[start]

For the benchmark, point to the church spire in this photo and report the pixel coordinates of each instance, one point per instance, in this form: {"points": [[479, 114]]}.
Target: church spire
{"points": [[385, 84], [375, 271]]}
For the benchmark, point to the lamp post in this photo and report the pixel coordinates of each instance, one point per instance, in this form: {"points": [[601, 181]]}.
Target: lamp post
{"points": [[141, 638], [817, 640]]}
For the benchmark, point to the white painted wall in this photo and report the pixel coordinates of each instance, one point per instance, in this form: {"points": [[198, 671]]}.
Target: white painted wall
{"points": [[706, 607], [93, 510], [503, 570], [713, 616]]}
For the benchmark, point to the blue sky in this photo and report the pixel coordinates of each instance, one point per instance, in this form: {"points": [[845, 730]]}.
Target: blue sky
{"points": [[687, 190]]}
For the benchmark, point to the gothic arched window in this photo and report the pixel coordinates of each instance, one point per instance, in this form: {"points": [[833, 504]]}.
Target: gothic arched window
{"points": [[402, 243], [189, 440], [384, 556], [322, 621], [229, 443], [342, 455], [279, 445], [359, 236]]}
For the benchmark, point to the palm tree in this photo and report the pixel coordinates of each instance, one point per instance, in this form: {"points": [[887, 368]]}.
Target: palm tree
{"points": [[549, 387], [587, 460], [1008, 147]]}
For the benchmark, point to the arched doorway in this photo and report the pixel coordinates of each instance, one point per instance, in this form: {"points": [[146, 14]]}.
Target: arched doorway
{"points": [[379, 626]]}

[end]

### SET TASK
Can you pull out every line of the data above, word for word and in the same order, with nothing changed?

### WRITTEN ANSWER
For the benchmark, point to the church spire in this photo and report the pixel coordinates of each instance, one point per instance, in this form: {"points": [[479, 114]]}.
Target: church spire
{"points": [[385, 84], [375, 271]]}
For the benchmark, point to the lamp post in this photo and report the pixel coordinates of each instance, one point per instance, in this form: {"points": [[601, 181]]}.
Target: lamp post
{"points": [[141, 638], [817, 640]]}
For the benchmark, point to the white painted wall in this photo and report the pixel coordinates of each instance, one point per instance, in this form: {"points": [[198, 671]]}.
Target: white painted wall
{"points": [[706, 607], [93, 510], [503, 570], [713, 616]]}
For the benchmark, point to the blue sky in this photo and report the pixel coordinates of each instance, one point per instance, in this form: {"points": [[845, 730]]}.
Target: blue sky
{"points": [[687, 190]]}
For the benchmark, point to the gothic arched window in this photo and report the pixel coordinates of each instance, one point per instance, in this form: {"points": [[833, 504]]}.
Target: gothic arched window
{"points": [[402, 243], [189, 440], [384, 556], [322, 621], [229, 443], [342, 455], [279, 445], [359, 236]]}
For the benchmark, point to the palm tree in this photo and report the pixel coordinates of each instance, one point per instance, in this form: {"points": [[887, 368]]}.
Target: palm tree
{"points": [[549, 387], [587, 460], [1008, 147]]}
For the benchmark, point to the arched doorway in this photo and report the pixel coordinates of each instance, one point per instance, in this form: {"points": [[146, 14]]}.
Target: arched doorway
{"points": [[379, 626]]}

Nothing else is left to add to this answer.